# Auftrag
Liste bitte alle Vorgänge auf, die im Zitat der Süd-Tiroler Freiheit im Text zu den Südtiroler Altenheimen geschildert werden.

# Vorliegender Text
++++++++
STF: „Altenheime nicht zu Corona-Sterbeheimen machen“
Die Süd-Tiroler Freiheit schließt sich vollinhaltlich der Kritik des ASGB an den unhaltbaren Zuständen in den Südtiroler Altenheimen an. In vielen Südtiroler Altenheimen sei die Situation völlig außer Kontrolle geraten.
„Verzweifelte Pfleger berichten, dass ihnen die Senioren unter den Fingern wegsterben. Wegen fehlender Schutzausrüstung stecken sich auch immer mehr Pfleger selbst an und tragen das Virus zu den eigenen Familienangehörigen heim. Die Folgen sind fatal! Es gibt bereits Tote unter den Familienangehörigen von Pflegekräften“, so die Süd-Tiroler Freiheit.
++++++++
# Bereitgestelltes Material
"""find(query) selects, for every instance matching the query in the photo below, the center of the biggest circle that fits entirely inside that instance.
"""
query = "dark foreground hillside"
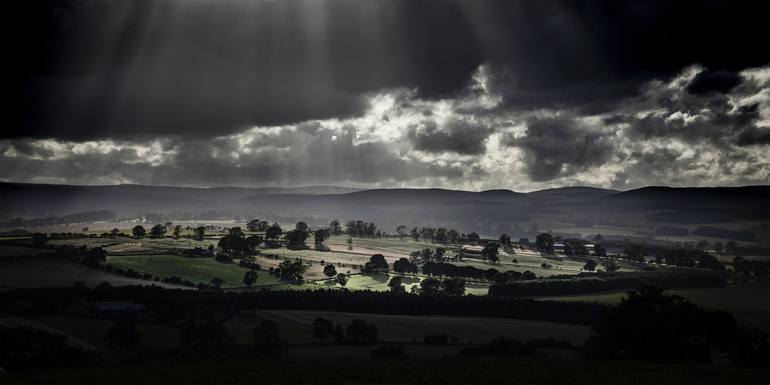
++++++++
# Lösung
- Den Pflegern sterben die Senioren unter den Fingern weg.
- Wegen fehlender Schutzausrüstung stecken sich immer mehr Pfleger selbst an.
- Pfleger tragen das Virus zu den eigenen Familienangehörigen heim.
- Unter den Familienangehörigen von Pflegekräften gibt es bereits Tote.